▶ [WHAT YOU NEED TO DO] Pull out every line in the rows below that contains the word "patterned", copying each such line in full.

# # # #

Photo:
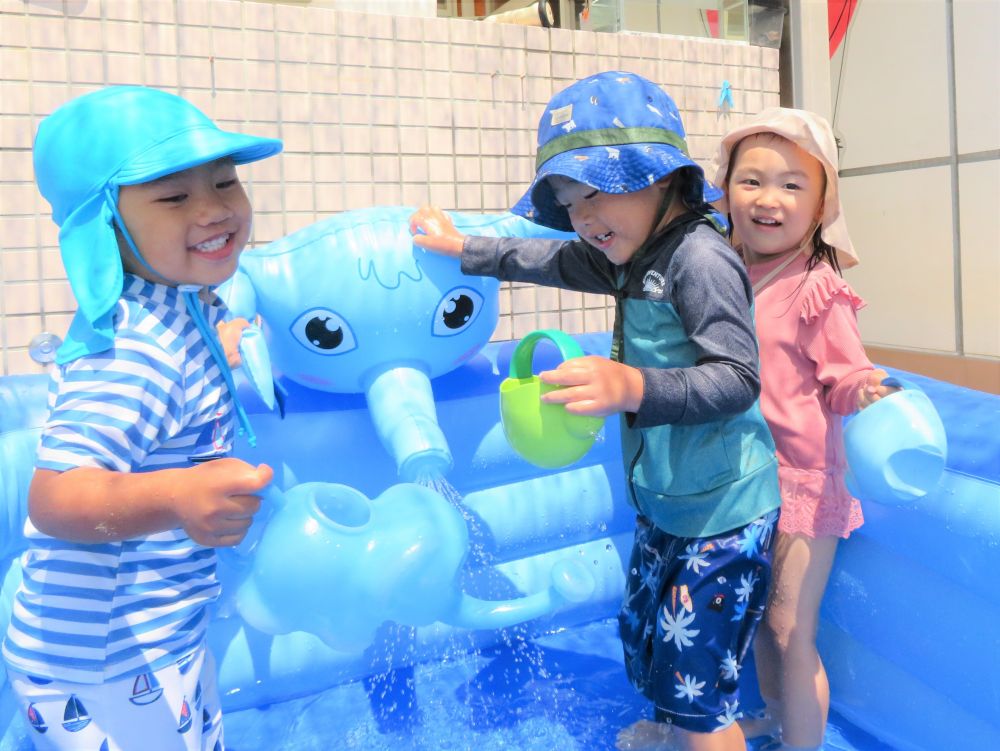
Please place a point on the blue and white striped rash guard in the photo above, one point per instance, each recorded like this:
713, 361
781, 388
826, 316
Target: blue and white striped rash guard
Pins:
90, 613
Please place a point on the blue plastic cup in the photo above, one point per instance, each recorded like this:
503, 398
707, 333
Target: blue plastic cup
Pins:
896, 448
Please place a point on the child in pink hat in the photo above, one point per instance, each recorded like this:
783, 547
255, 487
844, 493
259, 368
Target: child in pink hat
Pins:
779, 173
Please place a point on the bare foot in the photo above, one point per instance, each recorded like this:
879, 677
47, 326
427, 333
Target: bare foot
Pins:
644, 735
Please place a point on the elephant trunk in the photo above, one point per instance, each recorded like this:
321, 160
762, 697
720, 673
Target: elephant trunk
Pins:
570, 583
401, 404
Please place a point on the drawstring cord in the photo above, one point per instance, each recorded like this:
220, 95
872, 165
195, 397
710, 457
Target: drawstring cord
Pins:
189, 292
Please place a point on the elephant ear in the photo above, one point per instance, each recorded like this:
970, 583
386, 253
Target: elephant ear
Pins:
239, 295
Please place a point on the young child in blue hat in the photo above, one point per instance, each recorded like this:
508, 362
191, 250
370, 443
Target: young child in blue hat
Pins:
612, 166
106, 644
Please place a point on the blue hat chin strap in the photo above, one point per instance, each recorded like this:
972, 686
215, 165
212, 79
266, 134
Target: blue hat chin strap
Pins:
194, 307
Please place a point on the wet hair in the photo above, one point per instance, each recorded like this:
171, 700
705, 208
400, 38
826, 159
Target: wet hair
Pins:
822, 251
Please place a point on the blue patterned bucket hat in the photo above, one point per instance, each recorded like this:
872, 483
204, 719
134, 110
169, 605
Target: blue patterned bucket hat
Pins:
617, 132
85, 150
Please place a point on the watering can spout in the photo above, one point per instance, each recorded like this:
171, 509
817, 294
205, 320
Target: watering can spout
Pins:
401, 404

# # # #

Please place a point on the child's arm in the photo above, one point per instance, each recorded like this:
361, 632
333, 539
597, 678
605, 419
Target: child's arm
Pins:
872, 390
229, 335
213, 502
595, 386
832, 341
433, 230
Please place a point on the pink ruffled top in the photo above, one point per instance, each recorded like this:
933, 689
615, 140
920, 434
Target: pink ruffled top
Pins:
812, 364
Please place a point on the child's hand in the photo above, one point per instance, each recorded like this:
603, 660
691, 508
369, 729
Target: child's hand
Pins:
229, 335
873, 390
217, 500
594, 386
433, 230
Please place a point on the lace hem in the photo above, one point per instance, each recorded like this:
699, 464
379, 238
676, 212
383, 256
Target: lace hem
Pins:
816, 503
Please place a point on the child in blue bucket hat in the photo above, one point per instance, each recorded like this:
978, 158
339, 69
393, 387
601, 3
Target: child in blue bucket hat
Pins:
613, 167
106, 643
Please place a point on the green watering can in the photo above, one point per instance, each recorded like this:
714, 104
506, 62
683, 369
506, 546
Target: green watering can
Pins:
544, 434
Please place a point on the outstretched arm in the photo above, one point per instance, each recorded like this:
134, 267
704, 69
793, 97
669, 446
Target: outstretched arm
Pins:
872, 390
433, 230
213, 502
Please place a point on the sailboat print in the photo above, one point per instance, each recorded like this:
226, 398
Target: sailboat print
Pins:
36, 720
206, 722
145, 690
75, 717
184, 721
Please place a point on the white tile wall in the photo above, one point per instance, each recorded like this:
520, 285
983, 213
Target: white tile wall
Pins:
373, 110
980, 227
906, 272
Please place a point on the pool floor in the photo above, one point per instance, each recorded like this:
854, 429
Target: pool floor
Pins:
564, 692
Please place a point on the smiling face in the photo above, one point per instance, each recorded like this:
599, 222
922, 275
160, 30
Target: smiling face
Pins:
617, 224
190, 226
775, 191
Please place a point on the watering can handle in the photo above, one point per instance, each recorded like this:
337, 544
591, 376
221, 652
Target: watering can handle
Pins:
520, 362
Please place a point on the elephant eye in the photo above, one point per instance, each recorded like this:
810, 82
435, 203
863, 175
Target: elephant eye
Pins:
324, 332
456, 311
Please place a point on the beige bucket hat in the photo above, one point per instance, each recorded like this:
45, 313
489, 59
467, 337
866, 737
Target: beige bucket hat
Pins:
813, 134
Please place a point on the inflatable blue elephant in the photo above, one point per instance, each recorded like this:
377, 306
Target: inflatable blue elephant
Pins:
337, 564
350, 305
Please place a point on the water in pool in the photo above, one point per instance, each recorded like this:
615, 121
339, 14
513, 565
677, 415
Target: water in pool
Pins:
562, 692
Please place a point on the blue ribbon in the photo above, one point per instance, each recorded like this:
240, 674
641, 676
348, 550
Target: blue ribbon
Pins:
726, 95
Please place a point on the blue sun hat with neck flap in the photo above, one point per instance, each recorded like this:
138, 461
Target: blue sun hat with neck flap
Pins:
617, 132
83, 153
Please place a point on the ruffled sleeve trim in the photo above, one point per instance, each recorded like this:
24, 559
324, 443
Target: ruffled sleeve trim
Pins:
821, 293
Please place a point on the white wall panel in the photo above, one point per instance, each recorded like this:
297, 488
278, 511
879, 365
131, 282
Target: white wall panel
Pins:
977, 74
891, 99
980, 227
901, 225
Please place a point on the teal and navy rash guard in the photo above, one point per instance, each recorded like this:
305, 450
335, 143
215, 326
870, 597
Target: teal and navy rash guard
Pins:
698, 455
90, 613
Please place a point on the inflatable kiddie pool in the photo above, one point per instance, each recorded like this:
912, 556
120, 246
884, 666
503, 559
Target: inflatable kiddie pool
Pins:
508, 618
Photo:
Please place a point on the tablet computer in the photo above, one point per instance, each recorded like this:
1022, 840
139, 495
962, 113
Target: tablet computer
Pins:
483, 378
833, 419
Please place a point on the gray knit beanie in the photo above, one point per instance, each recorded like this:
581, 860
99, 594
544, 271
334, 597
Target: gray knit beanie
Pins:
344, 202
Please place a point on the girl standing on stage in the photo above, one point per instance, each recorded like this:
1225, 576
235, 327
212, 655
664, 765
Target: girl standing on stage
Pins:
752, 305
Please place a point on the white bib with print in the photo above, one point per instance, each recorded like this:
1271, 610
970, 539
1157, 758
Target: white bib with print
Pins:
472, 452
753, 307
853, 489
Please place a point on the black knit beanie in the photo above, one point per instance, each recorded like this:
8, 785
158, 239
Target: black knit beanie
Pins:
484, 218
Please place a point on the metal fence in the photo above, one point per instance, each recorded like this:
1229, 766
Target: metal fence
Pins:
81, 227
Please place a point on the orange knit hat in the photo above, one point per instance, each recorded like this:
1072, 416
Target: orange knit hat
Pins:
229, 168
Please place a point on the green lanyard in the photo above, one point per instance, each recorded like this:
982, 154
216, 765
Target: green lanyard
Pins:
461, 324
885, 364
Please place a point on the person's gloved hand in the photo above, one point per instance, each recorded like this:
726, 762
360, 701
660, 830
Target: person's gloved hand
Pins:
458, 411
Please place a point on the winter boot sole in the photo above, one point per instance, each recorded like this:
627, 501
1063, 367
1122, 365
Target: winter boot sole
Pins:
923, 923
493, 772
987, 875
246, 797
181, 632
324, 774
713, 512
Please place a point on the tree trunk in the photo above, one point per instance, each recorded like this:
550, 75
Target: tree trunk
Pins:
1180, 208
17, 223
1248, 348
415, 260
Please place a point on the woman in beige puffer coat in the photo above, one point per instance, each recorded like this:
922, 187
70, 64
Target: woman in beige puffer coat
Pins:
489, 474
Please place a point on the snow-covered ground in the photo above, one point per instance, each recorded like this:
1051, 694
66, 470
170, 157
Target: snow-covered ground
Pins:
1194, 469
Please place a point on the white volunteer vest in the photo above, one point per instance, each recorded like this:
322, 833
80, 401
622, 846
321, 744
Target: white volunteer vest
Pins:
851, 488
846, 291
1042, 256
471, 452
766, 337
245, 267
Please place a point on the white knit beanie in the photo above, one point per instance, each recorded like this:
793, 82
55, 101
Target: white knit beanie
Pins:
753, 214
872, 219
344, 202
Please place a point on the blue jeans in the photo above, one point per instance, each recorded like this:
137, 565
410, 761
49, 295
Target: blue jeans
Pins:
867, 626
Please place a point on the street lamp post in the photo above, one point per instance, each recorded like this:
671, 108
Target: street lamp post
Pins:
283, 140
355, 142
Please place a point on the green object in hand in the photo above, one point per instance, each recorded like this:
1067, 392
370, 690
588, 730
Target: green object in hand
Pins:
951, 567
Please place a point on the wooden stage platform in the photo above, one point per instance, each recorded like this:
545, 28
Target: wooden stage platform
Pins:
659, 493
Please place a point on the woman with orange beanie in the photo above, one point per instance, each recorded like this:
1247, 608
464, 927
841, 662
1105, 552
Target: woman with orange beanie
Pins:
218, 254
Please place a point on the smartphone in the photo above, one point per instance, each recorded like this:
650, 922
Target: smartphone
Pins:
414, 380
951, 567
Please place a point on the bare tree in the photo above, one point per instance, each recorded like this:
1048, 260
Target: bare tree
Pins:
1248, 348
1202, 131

# # # #

▶ [ANSWER TO THIS PROBLEM]
Please place a point on the blue patterned bucket hat in the photo above, one point per instance, each recorded like this:
Target: blue patterned bucket hat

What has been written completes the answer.